◆ **BRANO DI TESTO**
651 § 1. Il maestro dei novizi deve essere un membro dell'istituto che abbia emesso i voti perpetui e sia stato legittimamente designato.

§ 2. Al maestro si possono assegnare, quando occorre, degli aiutanti i quali devono a lui sottostare per quanto riguarda la direzione del noviziato e il regolamento della formazione.

§ 3. Alla formazione dei novizi devono essere preposti religiosi accuratamente preparati i quali, senza essere distolti da altri impegni, possano assolvere il loro compito in modo efficace e stabile.


652 § 1. Spetta al maestro e ai suoi aiutanti discernere e verificare la vocazione dei novizi e gradatamente formarli a vivere la vita di perfezione secondo le norme proprie dell'istituto.

§ 2. I novizi devono essere aiutati a coltivare le virtù umane e cristiane; introdotti in un più impegnativo cammino di perfezione mediante l'orazione e il rinnegamento di sé; guidati alla contemplazione del mistero della salvezza e alla lettura e meditazione delle sacre Scritture; preparati a rendere culto a Dio nella sacra liturgia; formati alle esigenze della vita consacrata a Dio e agli uomini in Cristo attraverso la pratica dei consigli evangelici; informati infine sull'indole e lo spirito, le finalità e la disciplina, la storia e la vita dell'istituto, ed educarli all'amore verso la Chiesa e i suoi sacri Pastori.

◆ **PROBLEMA BREVE 1**
Per ciascuna affermazione indica se concorda con il brano sul maestro dei novizi, rispondendo sì o no e citando le parole decisive del brano: (a) il maestro dei novizi deve aver emesso i voti perpetui; (b) gli aiutanti del maestro decidono da soli la direzione del noviziato; (c) i novizi devono essere informati sulla storia dell'istituto.
◆ **PROBLEMA BREVE 2**
Prosegui il brano sul maestro dei novizi a partire dalla sua ultima frase.

◆ **DATI FORNITI**
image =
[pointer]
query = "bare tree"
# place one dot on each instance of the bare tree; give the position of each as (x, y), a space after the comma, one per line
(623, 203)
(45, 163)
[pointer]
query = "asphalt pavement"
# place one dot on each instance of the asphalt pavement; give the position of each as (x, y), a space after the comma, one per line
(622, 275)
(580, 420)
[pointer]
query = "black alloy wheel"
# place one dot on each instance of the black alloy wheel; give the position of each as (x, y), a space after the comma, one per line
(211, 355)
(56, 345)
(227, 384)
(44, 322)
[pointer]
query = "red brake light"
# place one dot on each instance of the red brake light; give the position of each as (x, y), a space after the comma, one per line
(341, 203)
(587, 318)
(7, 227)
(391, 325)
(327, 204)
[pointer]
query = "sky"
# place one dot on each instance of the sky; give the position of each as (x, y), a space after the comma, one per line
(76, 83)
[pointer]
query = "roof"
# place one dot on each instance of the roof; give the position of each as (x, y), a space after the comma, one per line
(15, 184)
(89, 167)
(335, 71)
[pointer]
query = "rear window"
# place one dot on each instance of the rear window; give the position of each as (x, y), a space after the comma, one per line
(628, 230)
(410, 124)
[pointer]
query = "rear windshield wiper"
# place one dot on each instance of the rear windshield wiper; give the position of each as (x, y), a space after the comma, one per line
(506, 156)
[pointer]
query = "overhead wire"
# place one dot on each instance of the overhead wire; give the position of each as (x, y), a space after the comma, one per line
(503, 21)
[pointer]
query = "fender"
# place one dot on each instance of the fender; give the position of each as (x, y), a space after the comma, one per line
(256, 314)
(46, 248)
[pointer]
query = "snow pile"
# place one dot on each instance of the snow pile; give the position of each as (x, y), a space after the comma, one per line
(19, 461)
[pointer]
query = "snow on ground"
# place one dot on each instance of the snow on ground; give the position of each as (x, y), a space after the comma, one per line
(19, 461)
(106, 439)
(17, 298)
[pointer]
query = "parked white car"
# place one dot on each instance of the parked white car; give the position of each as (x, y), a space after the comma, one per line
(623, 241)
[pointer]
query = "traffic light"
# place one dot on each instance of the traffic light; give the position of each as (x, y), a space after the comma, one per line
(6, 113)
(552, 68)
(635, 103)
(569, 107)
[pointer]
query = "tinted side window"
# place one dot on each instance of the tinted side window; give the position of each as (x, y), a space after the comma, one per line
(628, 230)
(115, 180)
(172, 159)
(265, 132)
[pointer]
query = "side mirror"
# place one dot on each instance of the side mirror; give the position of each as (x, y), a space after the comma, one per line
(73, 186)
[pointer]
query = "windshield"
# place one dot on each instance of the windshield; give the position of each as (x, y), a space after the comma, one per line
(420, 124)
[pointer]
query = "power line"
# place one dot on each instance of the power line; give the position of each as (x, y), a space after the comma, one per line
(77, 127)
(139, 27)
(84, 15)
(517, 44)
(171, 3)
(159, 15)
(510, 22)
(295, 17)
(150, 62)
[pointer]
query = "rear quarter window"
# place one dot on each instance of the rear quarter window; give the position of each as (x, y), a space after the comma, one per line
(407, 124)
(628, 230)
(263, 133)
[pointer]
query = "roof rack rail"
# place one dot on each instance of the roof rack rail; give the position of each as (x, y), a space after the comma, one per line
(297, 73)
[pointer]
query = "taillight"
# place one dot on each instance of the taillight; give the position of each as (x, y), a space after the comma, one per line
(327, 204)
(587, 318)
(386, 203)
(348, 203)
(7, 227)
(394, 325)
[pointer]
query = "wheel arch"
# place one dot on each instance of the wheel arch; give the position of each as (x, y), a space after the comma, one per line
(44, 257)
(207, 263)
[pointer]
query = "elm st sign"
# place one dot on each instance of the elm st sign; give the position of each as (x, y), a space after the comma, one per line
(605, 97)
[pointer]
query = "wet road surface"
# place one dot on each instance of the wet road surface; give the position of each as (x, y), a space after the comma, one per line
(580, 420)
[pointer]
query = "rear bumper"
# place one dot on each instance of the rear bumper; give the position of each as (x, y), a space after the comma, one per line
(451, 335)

◆ **RISPOSTA 1**
(a) Sì: "che abbia emesso i voti perpetui".
(b) No: "devono a lui sottostare per quanto riguarda la direzione del noviziato".
(c) Sì: "informati infine sull'indole e lo spirito, le finalità e la disciplina, la storia e la vita dell'istituto".

◆ **RISPOSTA 2**
§ 3. I novizi, consapevoli della propria responsabilità, si impegnino ad una attiva collaborazione con il proprio maestro per poter rispondere fedelmente alla grazia della vocazione divina.

§ 4. I membri dell'istituto si adoperino nel cooperare alla formazione dei novizi, per la parte che loro spetta, con l'esempio della vita e con la preghiera.

§ 5. Il tempo di noviziato, di cui al can. 648, § 1, sia dedicato all'opera di formazione vera e propria; perciò i novizi non siano occupati in studi o incarichi non direttamente finalizzati a tale formazione.


653 § 1. Il novizio può liberamente lasciare l'istituto, e d'altra parte l'autorità competente dell'istituto può dimetterlo.

§ 2. Compiuto il noviziato, se il novizio viene giudicato idoneo, sia ammesso alla professione temporanea, altrimenti sia dimesso; se rimane qualche dubbio sulla sua idoneità il Superiore maggiore può prolungare il periodo di prova a norma del diritto proprio, ma non oltre sei mesi.


Art. 3 La professione religiosa


654 Con la professione religiosa i membri assumono i tre consigli evangelici da osservarsi con voto pubblico, sono consacrati a Dio mediante il ministero della Chiesa e vengono incorporati all'istituto con i diritti e i doveri definiti dal diritto.


655 La professione temporanea venga emessa per un periodo di tempo, determinato dal diritto proprio, che non deve essere inferiore a tre anni, né superiore a sei.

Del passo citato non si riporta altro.